Photo by Marvin Meyer on Unsplash
(Łk 11, 5-13)
Jezus powiedział do swoich uczniów: "Ktoś z was, mając przyjaciela,
pójdzie do niego o północy i powie mu: „Przyjacielu, użycz mi trzy chleby, bo
mój przyjaciel przybył do mnie z drogi, a nie mam co mu podać”. Lecz tamten
odpowie z wewnątrz: „Nie naprzykrzaj mi się. Drzwi są już zamknięte i moje
dzieci leżą ze mną w łóżku. Nie mogę wstać i dać tobie”. Mówię wam: Chociażby
nie wstał i nie dał z tego powodu, że jest jego przyjacielem, to z powodu jego
natręctwa wstanie i da mu, ile potrzebuje. I ja wam powiadam: Proście, a będzie
wam dane; szukajcie, a znajdziecie; kołaczcie, a otworzą wam. Każdy bowiem, kto
prosi, otrzymuje; kto szuka, znajdzie, a kołaczącemu otworzą. Jeżeli którego z
was, ojców, syn poprosi o chleb, czy poda mu kamień? Albo o rybę, czy zamiast
ryby poda mu węża? Lub też gdy prosi o jajko, czy poda mu skorpiona? Jeśli więc
wy, choć źli jesteście, umiecie dawać dobre dary swoim dzieciom, o ileż
bardziej Ojciec z nieba da Ducha Świętego tym, którzy Go proszą".
Mili Moi…
Niepokalanowskie nagrania już
za nami. Cieszą mnie te wypady do radia, bo dzięki nim mam okazję spotkać się i
pogadać z Maciejem, z którym jakoś znakomicie się rozumiemy. Gdzie te czasy,
kiedy w ramach studiów mogliśmy spotykać się codziennie? A swoją drogą, dla
mnie to piękny przykład przyjaźni kapłańskiej, w której rzeczywiście można nie
tylko mile pogawędzić, ale również liczyć na brata kapłana wówczas, kiedy jest
to potrzebne.
Mój urlop powoli zbliża
się do końca. Ale jak na prawdziwego pracoholika przystało, uważam, że zbyt
wolno, więc prawdopodobnie nieco go sobie skrócę. A zupełnie poważnie – tęsknię
za moim fotelem, moim biureczkiem, moimi sprawami i nade wszystko za ludźmi,
którzy wypełniają mi skutecznie moją codzienność, a którzy, jak wynika z maili
i smsów również już na mnie oczekują… Podejrzewam więc, że w poniedziałek
zamelduję się w Poznaniu.

**Zadania do wykonania**
1. Dokąd, według tekstu z fragmentem Ewangelii, prawdopodobnie nastąpi zameldowanie w poniedziałek?
2. Kontynuuj tekst z fragmentem Ewangelii, zaczynając po ostatnim zdaniu, tym o Poznaniu.

**Wpisy**
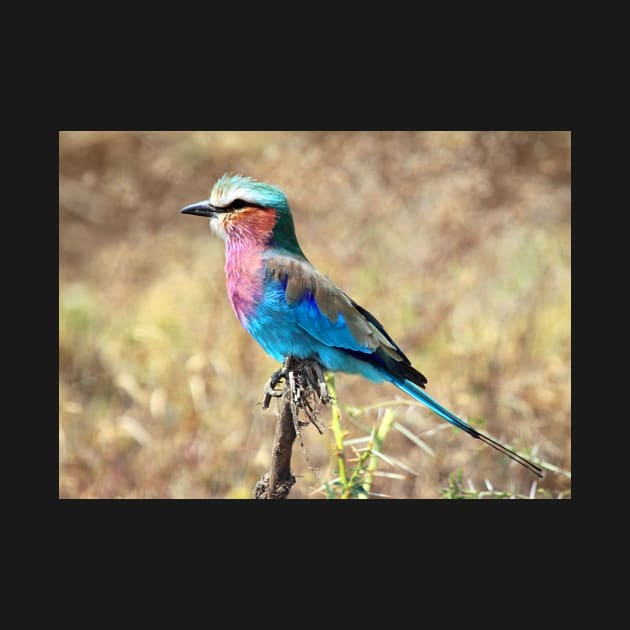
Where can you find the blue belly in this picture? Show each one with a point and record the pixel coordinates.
(298, 328)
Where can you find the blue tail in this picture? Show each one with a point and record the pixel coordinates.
(421, 396)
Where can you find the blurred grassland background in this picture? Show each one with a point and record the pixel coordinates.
(458, 242)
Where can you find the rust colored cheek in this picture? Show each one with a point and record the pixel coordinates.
(259, 222)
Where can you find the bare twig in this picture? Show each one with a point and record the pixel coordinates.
(304, 388)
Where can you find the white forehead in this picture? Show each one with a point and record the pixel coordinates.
(224, 195)
(231, 187)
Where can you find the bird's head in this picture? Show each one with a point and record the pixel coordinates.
(240, 207)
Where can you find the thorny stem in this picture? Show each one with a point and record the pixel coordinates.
(304, 387)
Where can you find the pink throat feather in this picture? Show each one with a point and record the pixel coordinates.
(247, 235)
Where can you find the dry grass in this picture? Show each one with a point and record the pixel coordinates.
(458, 242)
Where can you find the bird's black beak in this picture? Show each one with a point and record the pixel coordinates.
(201, 209)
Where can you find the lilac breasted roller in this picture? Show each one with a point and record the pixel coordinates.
(291, 309)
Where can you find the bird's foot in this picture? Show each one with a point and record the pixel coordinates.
(272, 383)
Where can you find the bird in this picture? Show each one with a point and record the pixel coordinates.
(292, 309)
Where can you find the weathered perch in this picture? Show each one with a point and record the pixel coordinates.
(304, 388)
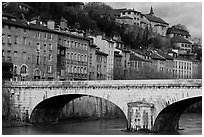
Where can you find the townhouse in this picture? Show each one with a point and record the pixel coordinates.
(101, 65)
(107, 46)
(30, 48)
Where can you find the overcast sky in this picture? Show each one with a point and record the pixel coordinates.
(185, 13)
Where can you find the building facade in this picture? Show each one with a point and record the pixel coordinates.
(131, 17)
(107, 46)
(156, 24)
(117, 70)
(32, 50)
(101, 65)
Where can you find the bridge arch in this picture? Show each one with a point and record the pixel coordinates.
(49, 109)
(168, 118)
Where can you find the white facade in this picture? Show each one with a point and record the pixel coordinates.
(106, 46)
(182, 69)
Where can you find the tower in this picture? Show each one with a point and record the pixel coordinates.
(151, 11)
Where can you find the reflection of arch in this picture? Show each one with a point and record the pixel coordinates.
(23, 69)
(36, 74)
(15, 69)
(23, 72)
(49, 109)
(168, 118)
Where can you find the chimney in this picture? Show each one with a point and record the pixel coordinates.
(63, 23)
(51, 24)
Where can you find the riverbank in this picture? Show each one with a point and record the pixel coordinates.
(13, 123)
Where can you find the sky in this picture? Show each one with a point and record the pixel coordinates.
(188, 14)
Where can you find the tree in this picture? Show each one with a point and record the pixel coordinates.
(180, 26)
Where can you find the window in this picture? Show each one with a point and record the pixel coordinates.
(82, 57)
(24, 56)
(51, 36)
(50, 57)
(3, 53)
(75, 45)
(68, 44)
(23, 70)
(75, 57)
(78, 57)
(75, 69)
(24, 40)
(79, 46)
(68, 55)
(16, 40)
(85, 57)
(50, 46)
(62, 73)
(72, 43)
(37, 74)
(68, 69)
(49, 69)
(71, 56)
(15, 54)
(38, 35)
(82, 72)
(44, 60)
(78, 70)
(3, 41)
(62, 51)
(71, 69)
(15, 70)
(85, 70)
(45, 36)
(38, 59)
(9, 39)
(86, 47)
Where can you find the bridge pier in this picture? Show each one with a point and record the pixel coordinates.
(44, 100)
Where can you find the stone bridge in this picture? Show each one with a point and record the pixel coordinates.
(151, 104)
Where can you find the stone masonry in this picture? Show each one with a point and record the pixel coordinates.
(42, 101)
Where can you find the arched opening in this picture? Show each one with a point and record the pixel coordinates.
(50, 109)
(36, 74)
(168, 118)
(23, 72)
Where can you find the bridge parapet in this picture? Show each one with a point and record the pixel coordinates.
(171, 83)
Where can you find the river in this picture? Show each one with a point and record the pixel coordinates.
(191, 124)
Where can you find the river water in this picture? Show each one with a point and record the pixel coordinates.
(191, 124)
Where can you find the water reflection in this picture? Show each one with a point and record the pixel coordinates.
(190, 123)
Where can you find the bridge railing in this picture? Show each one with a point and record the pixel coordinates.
(109, 83)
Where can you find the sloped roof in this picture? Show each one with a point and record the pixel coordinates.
(22, 24)
(179, 39)
(174, 30)
(123, 50)
(155, 19)
(124, 17)
(130, 10)
(136, 58)
(154, 55)
(101, 53)
(164, 55)
(185, 59)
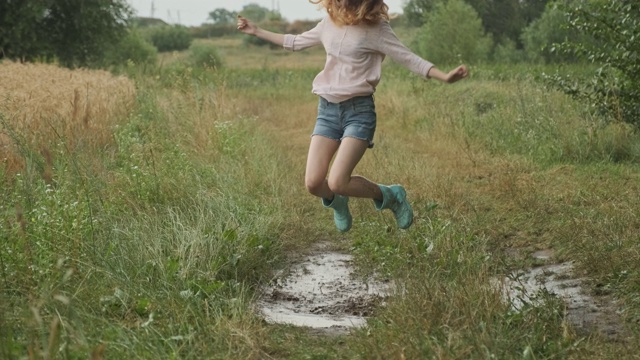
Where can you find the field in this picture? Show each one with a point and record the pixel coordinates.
(152, 234)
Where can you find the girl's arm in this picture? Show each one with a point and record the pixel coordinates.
(454, 75)
(250, 28)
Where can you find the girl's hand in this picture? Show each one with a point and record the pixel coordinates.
(246, 26)
(456, 74)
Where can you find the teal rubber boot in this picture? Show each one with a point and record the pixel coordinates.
(394, 197)
(341, 214)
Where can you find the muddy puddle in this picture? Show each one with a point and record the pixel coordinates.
(586, 313)
(321, 292)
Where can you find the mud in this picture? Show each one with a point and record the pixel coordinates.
(321, 292)
(586, 313)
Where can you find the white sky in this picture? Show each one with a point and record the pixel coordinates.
(196, 12)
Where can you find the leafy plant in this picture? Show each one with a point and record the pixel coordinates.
(614, 89)
(171, 38)
(203, 55)
(453, 33)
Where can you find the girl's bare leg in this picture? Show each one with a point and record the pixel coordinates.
(340, 179)
(321, 151)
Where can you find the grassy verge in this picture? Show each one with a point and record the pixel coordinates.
(153, 244)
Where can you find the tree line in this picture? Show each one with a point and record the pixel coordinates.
(100, 33)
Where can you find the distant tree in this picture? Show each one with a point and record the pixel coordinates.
(503, 19)
(415, 11)
(75, 32)
(542, 36)
(453, 33)
(80, 30)
(257, 13)
(222, 16)
(21, 37)
(614, 89)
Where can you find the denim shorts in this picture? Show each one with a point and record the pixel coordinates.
(355, 118)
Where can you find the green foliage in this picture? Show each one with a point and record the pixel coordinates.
(416, 10)
(541, 37)
(222, 16)
(275, 26)
(257, 13)
(73, 32)
(507, 52)
(206, 56)
(453, 33)
(170, 38)
(132, 49)
(210, 31)
(614, 90)
(503, 19)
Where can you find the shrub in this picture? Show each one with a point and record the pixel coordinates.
(171, 38)
(453, 33)
(614, 89)
(541, 37)
(206, 56)
(132, 48)
(275, 26)
(213, 30)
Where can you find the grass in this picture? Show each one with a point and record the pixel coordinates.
(152, 239)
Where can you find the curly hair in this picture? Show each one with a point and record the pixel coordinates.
(355, 12)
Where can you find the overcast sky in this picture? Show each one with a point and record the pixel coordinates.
(195, 12)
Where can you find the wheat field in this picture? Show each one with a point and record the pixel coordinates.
(44, 103)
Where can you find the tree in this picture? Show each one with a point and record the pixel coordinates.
(503, 19)
(614, 89)
(19, 37)
(415, 11)
(257, 13)
(541, 38)
(453, 33)
(75, 32)
(222, 16)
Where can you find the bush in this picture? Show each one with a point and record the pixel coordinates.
(614, 89)
(275, 26)
(213, 30)
(453, 33)
(132, 48)
(206, 56)
(171, 38)
(542, 36)
(507, 53)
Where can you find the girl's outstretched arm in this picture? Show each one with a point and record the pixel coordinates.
(454, 75)
(248, 27)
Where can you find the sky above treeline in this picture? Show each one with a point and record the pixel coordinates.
(196, 12)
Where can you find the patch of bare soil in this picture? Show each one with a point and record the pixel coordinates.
(321, 292)
(586, 313)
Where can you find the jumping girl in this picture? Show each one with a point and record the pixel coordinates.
(356, 36)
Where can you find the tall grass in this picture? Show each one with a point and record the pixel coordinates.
(160, 251)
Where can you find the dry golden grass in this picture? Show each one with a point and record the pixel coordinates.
(41, 103)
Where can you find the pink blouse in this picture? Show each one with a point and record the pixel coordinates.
(354, 57)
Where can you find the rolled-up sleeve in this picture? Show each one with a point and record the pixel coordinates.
(305, 40)
(391, 46)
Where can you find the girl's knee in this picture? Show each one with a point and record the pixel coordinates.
(314, 186)
(337, 185)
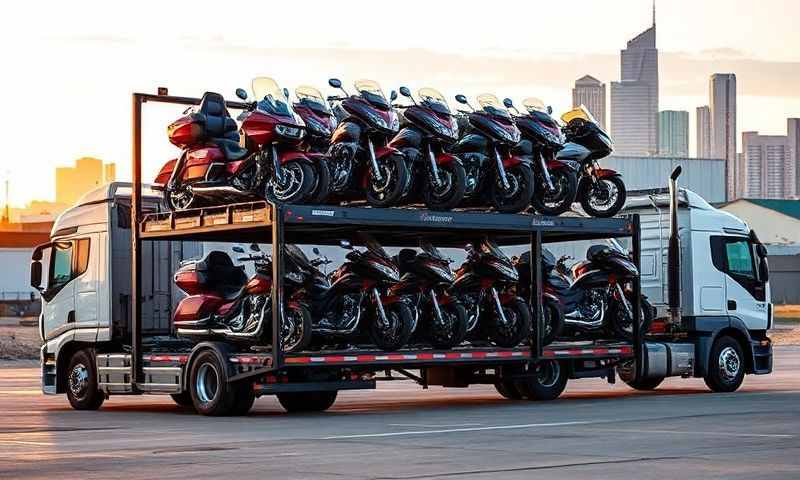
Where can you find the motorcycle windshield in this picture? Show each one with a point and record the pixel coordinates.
(270, 98)
(371, 91)
(490, 104)
(433, 99)
(312, 98)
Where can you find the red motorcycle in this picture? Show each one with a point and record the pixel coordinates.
(223, 302)
(215, 168)
(320, 123)
(359, 157)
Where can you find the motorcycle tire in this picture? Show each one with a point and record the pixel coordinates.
(512, 334)
(520, 178)
(322, 186)
(566, 182)
(451, 193)
(454, 332)
(401, 320)
(302, 182)
(292, 342)
(393, 168)
(621, 325)
(588, 190)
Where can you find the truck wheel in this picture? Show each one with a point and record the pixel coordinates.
(508, 389)
(726, 365)
(645, 384)
(245, 397)
(81, 382)
(183, 399)
(301, 402)
(547, 381)
(211, 393)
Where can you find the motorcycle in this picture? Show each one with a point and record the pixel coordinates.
(490, 136)
(485, 283)
(224, 303)
(436, 176)
(595, 294)
(427, 280)
(320, 123)
(361, 287)
(601, 191)
(214, 168)
(359, 156)
(556, 180)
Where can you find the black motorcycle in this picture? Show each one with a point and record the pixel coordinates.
(427, 280)
(428, 127)
(556, 180)
(601, 191)
(595, 294)
(485, 284)
(493, 171)
(359, 288)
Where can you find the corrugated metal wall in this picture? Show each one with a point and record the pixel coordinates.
(706, 177)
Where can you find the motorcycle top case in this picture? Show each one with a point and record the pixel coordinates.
(187, 130)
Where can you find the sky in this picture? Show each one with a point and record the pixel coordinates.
(71, 66)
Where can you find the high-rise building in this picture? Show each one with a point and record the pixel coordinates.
(634, 99)
(591, 93)
(768, 170)
(722, 104)
(703, 132)
(73, 182)
(673, 133)
(793, 136)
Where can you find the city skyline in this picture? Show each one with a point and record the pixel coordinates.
(717, 37)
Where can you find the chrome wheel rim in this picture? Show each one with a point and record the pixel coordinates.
(79, 380)
(207, 382)
(729, 363)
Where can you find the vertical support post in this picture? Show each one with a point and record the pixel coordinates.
(638, 343)
(277, 284)
(536, 292)
(136, 245)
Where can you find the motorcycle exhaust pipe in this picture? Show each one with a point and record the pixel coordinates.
(674, 252)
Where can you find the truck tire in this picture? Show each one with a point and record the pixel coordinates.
(304, 402)
(183, 399)
(81, 382)
(547, 381)
(645, 384)
(211, 392)
(726, 365)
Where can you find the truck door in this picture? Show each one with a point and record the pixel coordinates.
(745, 291)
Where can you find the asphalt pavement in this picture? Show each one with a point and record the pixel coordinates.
(400, 431)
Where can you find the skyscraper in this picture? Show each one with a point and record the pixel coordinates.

**Oczekiwane odpowiedzi**
1. Do Poznania.

2.
Na razie jednak próbuję zażywać
wypoczynku przynajmniej na jednej płaszczyźnie – literackiej. Wróciłem do
lektury, na którą ostatnimi tygodniami nie miałem czasu ani siły. Pożeram więc
kolejne stronice książek i przekonuję się po raz kolejny o prawdziwości sów
Umberto Eco – kto czyta, ten żyje dwa razy. Przy okazji, niemal każdego dnia
dziękuję Bogu za stosunkowo zdrowe oczy, które pozwalają mi wciąż tę lekturę
kontynuować i mieć z tego powodu ogromnie dużo frajdy.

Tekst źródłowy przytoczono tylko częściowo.